TRECHO DO DOCUMENTO
·····
No último domingo (7), a artesã Eloisa Araújo e o tarólogo Kim Scher, ambos de 21 anos, saíram da zona leste de São Paulo e foram para a avenida Paulista, na região central da capital.

Os amigos aproveitam que a via fica interditada para veículos no domingo e vendem bijuterias, fazem leitura de mãos por R$ 1 e tiram cartas de tarô por R$ 5. Depois daquele dia, porém, o rosto de Eloisa estamparia capas de jornais e ela seria mencionada por um dos filhos do presidente.

"Imobilizaram uma mulher que queria matar alguém com algo parecido com a faca que o ex-integrante do PSOL tentou assassinar Bolsonaro... é sempre tudo montadinho", escreveu o vereador Carlos Bolsonaro (PSL-RJ) a respeito da foto que mostra um homem, que participava de um ato pró-Lava Jato, dando um mata-leão na jovem.
·····
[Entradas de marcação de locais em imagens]
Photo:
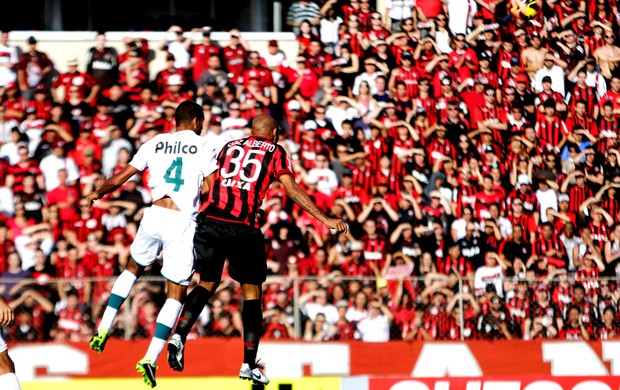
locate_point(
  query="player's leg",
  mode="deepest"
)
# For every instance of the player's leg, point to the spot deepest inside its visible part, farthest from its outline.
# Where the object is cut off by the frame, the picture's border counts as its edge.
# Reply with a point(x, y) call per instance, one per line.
point(178, 268)
point(8, 380)
point(120, 291)
point(248, 265)
point(166, 319)
point(144, 249)
point(208, 247)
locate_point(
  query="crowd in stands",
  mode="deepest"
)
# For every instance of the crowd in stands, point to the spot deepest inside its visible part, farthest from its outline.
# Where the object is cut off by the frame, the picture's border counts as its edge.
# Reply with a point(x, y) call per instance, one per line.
point(473, 154)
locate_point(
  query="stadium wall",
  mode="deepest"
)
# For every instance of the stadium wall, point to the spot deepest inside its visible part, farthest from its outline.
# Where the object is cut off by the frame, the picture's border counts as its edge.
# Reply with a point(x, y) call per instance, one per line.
point(476, 365)
point(61, 46)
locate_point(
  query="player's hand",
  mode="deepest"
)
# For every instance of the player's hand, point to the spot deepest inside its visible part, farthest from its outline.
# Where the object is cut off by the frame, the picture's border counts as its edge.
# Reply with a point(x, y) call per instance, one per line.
point(6, 314)
point(336, 226)
point(92, 197)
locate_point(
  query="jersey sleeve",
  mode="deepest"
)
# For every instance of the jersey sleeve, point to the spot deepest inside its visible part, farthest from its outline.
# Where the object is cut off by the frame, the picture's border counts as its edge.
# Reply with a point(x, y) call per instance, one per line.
point(210, 163)
point(282, 164)
point(140, 159)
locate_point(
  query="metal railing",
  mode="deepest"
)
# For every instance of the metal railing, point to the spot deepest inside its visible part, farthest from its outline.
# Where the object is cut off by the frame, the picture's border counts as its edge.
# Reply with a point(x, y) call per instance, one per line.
point(33, 300)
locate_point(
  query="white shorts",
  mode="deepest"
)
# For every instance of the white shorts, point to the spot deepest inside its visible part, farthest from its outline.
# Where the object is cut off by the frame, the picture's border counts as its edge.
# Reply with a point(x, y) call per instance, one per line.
point(172, 231)
point(3, 346)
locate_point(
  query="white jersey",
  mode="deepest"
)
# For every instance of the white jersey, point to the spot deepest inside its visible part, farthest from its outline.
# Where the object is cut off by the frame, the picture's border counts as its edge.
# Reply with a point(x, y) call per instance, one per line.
point(178, 162)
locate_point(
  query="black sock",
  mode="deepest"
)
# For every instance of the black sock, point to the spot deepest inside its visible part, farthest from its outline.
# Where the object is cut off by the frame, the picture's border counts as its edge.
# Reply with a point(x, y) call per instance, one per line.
point(194, 304)
point(252, 317)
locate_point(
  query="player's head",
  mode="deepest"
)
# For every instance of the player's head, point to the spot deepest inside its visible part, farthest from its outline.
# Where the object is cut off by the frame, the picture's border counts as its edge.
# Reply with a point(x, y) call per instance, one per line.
point(189, 116)
point(265, 126)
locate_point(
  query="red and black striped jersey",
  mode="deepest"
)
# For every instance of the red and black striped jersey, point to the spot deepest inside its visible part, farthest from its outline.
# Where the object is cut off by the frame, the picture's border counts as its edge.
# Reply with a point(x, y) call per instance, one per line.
point(246, 169)
point(551, 130)
point(577, 196)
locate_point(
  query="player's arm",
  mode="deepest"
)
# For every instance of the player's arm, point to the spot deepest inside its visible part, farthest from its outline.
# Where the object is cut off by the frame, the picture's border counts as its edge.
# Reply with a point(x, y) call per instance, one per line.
point(113, 183)
point(297, 195)
point(207, 184)
point(6, 314)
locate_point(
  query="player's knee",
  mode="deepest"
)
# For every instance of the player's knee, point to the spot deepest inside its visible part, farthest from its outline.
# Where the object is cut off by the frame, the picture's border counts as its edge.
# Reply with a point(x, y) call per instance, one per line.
point(6, 364)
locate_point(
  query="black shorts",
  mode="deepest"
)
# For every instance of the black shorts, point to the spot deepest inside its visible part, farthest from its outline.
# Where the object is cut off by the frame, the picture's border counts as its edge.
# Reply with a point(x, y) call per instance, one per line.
point(243, 246)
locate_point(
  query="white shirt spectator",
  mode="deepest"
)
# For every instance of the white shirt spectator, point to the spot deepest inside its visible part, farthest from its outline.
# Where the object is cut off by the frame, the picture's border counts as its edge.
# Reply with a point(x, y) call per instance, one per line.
point(10, 151)
point(329, 310)
point(50, 166)
point(374, 330)
point(546, 199)
point(328, 181)
point(369, 78)
point(5, 129)
point(399, 9)
point(7, 205)
point(489, 275)
point(460, 15)
point(557, 79)
point(329, 30)
point(8, 56)
point(181, 56)
point(110, 154)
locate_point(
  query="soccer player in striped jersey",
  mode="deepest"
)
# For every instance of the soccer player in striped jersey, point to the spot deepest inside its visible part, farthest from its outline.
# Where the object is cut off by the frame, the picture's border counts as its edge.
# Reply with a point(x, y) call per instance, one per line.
point(8, 380)
point(178, 165)
point(227, 230)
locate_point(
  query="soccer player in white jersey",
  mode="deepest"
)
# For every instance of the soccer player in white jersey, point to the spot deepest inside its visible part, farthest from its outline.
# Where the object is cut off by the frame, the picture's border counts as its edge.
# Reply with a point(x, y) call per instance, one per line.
point(177, 163)
point(8, 380)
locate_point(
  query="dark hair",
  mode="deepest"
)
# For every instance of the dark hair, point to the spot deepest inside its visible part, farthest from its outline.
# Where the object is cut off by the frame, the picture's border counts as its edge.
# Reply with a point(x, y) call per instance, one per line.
point(188, 111)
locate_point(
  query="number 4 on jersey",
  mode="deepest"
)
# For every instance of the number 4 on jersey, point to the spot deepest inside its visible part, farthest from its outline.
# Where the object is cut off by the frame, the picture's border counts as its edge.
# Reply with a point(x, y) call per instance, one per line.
point(176, 167)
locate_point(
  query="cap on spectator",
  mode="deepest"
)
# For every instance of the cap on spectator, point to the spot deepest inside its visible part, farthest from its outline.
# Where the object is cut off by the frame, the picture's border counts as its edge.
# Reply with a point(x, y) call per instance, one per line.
point(383, 181)
point(522, 78)
point(253, 75)
point(523, 179)
point(310, 125)
point(311, 179)
point(357, 246)
point(294, 105)
point(175, 79)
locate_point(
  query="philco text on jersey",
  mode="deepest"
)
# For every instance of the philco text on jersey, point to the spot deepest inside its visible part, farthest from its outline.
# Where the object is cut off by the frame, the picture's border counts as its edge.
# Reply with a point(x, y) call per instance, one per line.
point(175, 148)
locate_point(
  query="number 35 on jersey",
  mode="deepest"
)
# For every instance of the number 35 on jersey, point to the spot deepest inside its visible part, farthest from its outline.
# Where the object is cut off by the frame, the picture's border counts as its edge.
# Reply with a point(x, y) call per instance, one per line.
point(243, 168)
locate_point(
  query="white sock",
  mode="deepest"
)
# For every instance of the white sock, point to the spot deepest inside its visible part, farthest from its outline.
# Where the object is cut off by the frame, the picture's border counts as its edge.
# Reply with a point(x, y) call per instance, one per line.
point(9, 382)
point(163, 328)
point(120, 291)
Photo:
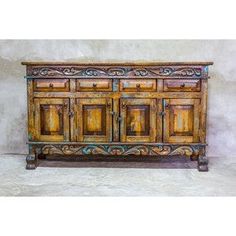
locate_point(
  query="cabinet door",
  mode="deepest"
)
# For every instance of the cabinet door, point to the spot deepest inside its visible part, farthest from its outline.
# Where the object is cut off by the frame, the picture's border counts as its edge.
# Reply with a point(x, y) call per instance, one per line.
point(138, 120)
point(93, 119)
point(181, 120)
point(51, 119)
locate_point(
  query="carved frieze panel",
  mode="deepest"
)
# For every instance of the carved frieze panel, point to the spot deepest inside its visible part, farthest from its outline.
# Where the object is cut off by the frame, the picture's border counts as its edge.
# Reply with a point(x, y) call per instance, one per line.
point(184, 71)
point(123, 150)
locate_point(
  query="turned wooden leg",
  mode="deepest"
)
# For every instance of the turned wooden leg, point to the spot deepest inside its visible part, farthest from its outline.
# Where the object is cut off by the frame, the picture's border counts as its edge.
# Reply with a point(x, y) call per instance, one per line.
point(202, 163)
point(194, 157)
point(31, 162)
point(41, 156)
point(32, 158)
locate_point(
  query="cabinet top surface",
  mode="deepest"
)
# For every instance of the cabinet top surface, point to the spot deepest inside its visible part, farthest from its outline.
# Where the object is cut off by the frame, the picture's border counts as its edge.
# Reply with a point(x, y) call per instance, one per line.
point(135, 63)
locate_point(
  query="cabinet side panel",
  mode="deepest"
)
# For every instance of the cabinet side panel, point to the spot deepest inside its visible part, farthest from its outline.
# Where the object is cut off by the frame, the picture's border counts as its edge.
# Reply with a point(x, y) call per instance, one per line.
point(203, 111)
point(31, 111)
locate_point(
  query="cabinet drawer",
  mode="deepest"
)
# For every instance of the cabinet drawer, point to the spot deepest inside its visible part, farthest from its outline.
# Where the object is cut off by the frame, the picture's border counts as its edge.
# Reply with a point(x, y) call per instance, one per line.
point(174, 85)
point(137, 85)
point(51, 85)
point(94, 85)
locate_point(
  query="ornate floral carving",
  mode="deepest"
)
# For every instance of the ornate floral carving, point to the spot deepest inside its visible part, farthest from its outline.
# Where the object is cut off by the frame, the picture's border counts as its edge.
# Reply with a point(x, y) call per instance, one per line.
point(123, 150)
point(62, 150)
point(124, 71)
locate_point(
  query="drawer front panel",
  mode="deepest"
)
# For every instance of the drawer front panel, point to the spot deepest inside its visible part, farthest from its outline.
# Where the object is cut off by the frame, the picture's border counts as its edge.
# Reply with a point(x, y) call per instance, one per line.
point(51, 85)
point(173, 85)
point(94, 85)
point(130, 85)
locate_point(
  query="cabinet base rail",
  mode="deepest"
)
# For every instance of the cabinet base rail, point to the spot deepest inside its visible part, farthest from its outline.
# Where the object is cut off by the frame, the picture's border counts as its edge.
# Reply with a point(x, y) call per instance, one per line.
point(196, 152)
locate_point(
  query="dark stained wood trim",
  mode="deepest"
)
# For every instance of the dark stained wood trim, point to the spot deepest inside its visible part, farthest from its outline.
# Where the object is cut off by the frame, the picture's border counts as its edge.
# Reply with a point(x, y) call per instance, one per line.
point(138, 63)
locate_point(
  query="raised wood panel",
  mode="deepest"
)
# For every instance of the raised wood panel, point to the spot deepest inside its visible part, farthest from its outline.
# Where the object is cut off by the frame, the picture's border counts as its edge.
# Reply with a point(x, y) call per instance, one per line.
point(51, 119)
point(181, 120)
point(174, 85)
point(51, 85)
point(138, 120)
point(138, 85)
point(93, 119)
point(88, 85)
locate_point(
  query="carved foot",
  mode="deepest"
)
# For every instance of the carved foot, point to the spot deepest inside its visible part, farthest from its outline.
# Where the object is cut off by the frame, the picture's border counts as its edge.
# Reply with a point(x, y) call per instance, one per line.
point(202, 163)
point(31, 162)
point(193, 158)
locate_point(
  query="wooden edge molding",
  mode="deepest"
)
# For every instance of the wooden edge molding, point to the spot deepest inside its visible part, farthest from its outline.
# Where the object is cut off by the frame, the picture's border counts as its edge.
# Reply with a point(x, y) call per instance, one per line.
point(123, 150)
point(151, 70)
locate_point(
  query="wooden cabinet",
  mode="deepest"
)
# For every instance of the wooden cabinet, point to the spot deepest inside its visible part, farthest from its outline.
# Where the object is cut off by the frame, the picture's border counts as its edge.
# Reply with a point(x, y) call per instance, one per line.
point(51, 119)
point(120, 109)
point(181, 120)
point(94, 119)
point(138, 120)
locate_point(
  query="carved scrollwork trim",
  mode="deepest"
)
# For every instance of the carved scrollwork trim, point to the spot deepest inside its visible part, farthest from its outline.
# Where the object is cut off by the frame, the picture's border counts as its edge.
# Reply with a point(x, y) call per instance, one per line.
point(121, 150)
point(117, 71)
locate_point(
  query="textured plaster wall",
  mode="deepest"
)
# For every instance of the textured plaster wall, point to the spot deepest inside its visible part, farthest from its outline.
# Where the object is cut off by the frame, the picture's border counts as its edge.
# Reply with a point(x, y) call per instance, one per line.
point(222, 87)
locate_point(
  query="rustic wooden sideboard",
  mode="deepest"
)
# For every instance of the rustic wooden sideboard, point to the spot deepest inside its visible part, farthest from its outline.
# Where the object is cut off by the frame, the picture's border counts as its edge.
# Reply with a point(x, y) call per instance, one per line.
point(117, 110)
·····
EXERCÍCIOS PARA FAZER
a - Responda com base no trecho:
(i) De que região de São Paulo saíram Eloisa e Kim?
(ii) Quanto eles cobram por uma leitura de mãos?
(iii) Quem escreveu o comentário sobre a foto da jovem?
b - Copie do trecho, sem mudar nada, a parte que começa nas palavras "No último domingo" e termina depois de "mata-leão na jovem.".
Não é preciso usar os itens.

RESPOSTAS POR EXERCÍCIO
a -
(i) Da zona leste de São Paulo.
(ii) R$ 1.
(iii) O vereador Carlos Bolsonaro (PSL-RJ).

b -
No último domingo (7), a artesã Eloisa Araújo e o tarólogo Kim Scher, ambos de 21 anos, saíram da zona leste de São Paulo e foram para a avenida Paulista, na região central da capital.

Os amigos aproveitam que a via fica interditada para veículos no domingo e vendem bijuterias, fazem leitura de mãos por R$ 1 e tiram cartas de tarô por R$ 5. Depois daquele dia, porém, o rosto de Eloisa estamparia capas de jornais e ela seria mencionada por um dos filhos do presidente.

"Imobilizaram uma mulher que queria matar alguém com algo parecido com a faca que o ex-integrante do PSOL tentou assassinar Bolsonaro... é sempre tudo montadinho", escreveu o vereador Carlos Bolsonaro (PSL-RJ) a respeito da foto que mostra um homem, que participava de um ato pró-Lava Jato, dando um mata-leão na jovem.